Try it —
Go through the material below, find each line with the word "detail", and copy those lines.

+++ Supplied entries +++

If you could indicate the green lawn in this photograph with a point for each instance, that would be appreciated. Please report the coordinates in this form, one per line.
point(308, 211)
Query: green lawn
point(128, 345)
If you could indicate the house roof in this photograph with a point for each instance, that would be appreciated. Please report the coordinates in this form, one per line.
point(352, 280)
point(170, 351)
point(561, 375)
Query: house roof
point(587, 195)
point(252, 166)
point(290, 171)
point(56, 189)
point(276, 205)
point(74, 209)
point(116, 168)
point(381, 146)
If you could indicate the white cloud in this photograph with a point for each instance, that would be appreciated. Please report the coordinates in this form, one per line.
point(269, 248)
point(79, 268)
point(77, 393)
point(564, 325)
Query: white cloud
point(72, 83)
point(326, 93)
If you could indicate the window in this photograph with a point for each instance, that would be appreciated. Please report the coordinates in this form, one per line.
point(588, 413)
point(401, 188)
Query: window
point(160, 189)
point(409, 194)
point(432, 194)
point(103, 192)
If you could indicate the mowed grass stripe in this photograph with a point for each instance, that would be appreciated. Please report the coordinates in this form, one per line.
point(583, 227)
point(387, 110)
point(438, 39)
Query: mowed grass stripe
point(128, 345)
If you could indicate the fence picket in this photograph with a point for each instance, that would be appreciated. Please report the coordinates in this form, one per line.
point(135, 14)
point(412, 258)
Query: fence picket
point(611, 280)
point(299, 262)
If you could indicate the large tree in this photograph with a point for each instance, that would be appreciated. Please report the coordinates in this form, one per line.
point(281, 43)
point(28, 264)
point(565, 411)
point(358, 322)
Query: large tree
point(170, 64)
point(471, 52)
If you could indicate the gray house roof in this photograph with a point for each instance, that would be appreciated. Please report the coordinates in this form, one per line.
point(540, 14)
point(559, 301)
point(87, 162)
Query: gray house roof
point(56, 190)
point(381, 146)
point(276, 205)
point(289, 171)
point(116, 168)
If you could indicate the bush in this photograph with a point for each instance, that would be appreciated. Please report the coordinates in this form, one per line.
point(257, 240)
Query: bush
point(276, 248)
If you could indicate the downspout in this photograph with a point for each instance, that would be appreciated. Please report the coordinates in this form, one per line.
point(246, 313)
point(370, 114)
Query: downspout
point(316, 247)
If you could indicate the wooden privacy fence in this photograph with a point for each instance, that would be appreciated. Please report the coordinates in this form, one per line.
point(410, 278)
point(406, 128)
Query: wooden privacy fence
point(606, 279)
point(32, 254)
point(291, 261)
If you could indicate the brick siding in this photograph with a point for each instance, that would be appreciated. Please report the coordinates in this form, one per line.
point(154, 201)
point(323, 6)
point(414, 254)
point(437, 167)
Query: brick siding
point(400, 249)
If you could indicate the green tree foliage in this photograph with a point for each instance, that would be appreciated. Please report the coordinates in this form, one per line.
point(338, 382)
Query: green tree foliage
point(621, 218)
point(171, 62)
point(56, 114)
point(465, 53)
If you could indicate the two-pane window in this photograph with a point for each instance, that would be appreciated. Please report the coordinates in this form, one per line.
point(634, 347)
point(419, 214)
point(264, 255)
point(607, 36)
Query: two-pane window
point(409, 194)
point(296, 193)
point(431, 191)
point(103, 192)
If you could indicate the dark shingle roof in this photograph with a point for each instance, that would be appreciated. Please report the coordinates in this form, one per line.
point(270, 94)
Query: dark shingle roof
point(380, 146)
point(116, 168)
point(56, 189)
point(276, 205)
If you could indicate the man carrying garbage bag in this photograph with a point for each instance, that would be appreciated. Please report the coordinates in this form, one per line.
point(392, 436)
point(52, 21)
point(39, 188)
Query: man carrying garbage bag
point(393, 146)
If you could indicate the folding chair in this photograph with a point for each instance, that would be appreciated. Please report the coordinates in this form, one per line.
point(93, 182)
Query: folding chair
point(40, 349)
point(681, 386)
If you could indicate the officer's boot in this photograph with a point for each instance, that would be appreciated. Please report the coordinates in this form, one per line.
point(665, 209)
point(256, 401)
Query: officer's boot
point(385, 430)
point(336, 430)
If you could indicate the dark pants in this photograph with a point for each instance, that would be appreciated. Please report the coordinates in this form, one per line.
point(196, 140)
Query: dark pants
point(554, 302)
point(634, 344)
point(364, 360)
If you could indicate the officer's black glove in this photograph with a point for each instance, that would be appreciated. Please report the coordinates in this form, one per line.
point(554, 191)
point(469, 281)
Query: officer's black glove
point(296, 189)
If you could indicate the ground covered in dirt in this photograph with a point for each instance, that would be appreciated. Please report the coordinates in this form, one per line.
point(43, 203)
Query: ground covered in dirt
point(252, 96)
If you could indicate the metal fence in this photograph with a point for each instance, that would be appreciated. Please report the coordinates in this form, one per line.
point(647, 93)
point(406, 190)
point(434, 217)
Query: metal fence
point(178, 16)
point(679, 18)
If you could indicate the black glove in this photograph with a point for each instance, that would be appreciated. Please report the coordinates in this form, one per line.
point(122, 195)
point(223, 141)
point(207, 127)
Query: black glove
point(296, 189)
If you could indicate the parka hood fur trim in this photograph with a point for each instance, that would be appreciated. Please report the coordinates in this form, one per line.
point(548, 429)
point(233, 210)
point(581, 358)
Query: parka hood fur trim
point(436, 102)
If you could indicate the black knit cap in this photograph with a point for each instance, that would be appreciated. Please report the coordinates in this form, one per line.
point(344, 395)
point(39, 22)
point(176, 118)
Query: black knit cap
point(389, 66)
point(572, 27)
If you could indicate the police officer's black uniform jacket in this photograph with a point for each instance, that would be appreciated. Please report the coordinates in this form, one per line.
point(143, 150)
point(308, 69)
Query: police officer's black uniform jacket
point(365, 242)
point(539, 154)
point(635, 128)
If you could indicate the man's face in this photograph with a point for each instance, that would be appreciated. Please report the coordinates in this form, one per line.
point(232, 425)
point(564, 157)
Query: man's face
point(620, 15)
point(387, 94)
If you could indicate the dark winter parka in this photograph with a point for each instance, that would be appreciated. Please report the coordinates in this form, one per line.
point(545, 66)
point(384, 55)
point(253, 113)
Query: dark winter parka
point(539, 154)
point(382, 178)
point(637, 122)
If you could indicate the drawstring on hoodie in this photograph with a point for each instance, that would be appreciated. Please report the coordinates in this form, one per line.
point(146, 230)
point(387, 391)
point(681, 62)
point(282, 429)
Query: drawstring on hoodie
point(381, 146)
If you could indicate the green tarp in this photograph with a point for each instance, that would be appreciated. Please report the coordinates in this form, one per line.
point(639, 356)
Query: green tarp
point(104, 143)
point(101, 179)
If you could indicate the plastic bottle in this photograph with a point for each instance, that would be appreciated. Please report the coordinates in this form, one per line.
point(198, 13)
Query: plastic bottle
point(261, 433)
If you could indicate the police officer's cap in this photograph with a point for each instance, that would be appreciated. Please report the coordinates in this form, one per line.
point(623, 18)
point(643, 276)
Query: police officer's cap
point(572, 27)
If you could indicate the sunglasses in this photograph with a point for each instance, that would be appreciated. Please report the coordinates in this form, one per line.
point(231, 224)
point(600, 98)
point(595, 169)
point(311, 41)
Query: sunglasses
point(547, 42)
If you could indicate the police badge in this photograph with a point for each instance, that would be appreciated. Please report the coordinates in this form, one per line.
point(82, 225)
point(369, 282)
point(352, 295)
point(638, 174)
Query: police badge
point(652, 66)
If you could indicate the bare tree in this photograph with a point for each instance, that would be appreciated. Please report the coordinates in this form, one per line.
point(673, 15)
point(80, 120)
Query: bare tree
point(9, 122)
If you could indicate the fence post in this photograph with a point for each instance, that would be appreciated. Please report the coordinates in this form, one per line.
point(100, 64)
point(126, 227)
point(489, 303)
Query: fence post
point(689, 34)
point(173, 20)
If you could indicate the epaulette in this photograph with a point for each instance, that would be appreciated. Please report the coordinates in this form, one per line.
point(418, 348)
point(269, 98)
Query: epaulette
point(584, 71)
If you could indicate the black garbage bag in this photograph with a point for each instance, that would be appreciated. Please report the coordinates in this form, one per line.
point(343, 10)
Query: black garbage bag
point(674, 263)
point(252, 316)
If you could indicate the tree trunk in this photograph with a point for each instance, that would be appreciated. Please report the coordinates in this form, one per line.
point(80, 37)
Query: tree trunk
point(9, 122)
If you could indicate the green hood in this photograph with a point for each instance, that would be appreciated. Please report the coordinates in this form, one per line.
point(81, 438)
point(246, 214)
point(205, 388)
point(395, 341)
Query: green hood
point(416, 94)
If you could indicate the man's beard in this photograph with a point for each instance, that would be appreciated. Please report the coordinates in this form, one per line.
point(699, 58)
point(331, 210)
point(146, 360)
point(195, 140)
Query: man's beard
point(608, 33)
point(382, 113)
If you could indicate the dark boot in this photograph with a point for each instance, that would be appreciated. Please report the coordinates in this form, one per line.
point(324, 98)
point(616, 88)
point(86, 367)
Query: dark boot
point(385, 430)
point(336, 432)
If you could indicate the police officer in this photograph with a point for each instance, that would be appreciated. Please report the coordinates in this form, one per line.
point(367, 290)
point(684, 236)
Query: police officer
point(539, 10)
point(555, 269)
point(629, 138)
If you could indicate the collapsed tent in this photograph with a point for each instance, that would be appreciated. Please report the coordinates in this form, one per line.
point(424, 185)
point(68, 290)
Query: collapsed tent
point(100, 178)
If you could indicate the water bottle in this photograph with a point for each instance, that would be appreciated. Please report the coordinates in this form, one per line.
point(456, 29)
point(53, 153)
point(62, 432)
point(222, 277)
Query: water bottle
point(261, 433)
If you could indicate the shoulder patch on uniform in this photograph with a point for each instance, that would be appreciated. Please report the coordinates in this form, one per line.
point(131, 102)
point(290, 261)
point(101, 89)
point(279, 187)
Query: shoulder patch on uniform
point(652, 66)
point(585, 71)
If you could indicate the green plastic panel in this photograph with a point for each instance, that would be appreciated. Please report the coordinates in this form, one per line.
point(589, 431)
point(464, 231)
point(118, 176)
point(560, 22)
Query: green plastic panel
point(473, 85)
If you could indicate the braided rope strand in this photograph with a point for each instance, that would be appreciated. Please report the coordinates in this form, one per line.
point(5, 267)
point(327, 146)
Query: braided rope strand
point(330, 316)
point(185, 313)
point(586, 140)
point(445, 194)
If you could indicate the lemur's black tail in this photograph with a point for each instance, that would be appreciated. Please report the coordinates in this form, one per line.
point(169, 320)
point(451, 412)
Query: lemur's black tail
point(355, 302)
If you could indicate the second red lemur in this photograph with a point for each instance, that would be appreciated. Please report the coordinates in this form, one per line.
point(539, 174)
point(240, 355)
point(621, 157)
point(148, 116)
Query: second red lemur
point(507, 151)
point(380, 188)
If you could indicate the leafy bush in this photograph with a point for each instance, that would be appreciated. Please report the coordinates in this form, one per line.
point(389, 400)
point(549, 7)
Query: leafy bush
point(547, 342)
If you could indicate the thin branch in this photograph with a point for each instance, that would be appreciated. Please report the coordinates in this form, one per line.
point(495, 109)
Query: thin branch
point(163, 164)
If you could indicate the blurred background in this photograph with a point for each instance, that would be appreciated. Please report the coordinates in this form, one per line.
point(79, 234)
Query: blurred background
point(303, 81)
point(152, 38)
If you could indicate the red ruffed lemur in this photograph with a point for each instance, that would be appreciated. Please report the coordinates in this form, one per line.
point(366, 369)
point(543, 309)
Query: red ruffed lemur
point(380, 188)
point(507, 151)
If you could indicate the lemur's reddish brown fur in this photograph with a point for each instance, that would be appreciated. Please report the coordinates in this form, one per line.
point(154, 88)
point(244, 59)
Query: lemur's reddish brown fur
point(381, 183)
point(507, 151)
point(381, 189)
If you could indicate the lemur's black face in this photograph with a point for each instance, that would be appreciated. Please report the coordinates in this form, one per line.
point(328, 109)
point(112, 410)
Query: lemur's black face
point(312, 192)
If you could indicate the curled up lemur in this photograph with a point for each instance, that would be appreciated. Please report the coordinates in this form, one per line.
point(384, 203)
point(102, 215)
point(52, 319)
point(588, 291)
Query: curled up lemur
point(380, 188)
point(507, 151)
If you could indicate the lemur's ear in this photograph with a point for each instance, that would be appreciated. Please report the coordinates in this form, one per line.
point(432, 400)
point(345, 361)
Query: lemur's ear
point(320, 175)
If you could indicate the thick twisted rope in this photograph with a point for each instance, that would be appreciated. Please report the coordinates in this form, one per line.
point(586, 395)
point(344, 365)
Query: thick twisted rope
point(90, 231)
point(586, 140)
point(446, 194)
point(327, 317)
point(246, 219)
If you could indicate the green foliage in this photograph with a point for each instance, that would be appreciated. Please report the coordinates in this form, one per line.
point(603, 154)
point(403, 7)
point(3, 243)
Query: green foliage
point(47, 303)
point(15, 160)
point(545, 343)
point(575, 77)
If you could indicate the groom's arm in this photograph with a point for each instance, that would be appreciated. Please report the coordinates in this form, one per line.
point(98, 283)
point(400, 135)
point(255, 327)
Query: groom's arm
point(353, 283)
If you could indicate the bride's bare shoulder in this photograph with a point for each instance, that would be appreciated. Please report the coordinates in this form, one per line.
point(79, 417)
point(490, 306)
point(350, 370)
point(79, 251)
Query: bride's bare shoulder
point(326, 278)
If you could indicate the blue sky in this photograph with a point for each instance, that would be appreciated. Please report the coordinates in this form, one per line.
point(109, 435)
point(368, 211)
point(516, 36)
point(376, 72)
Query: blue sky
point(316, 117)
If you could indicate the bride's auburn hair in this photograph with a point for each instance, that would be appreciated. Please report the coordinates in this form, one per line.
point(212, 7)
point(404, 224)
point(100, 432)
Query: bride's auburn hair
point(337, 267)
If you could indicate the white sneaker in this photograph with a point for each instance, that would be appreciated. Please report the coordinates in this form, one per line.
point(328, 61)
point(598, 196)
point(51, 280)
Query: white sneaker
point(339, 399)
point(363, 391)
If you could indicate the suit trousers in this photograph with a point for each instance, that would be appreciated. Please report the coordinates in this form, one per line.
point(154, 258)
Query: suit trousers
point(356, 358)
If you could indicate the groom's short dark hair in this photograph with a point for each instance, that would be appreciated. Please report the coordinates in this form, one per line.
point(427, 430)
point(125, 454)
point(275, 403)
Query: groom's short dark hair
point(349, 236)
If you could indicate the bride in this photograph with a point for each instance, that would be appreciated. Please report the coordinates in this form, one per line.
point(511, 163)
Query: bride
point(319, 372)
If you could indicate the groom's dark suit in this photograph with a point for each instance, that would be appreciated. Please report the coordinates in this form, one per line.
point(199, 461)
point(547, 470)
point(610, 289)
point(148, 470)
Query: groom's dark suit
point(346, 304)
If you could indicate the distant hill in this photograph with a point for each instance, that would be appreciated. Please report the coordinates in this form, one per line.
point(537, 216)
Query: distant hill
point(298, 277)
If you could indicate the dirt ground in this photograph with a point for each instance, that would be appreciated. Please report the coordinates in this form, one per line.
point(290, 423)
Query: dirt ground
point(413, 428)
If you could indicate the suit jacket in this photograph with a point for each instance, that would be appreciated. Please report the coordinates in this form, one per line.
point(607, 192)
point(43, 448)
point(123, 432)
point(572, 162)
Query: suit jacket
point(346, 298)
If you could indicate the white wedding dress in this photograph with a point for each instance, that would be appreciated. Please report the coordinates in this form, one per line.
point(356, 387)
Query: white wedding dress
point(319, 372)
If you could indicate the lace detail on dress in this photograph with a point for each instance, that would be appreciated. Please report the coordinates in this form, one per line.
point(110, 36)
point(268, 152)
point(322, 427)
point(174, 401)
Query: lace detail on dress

+++

Reply —
If you could indicate the lace detail on dress in this photograph with a point for each instance, that would be appreciated. Please report the coordinates in this form, one per line.
Query: lace detail on dress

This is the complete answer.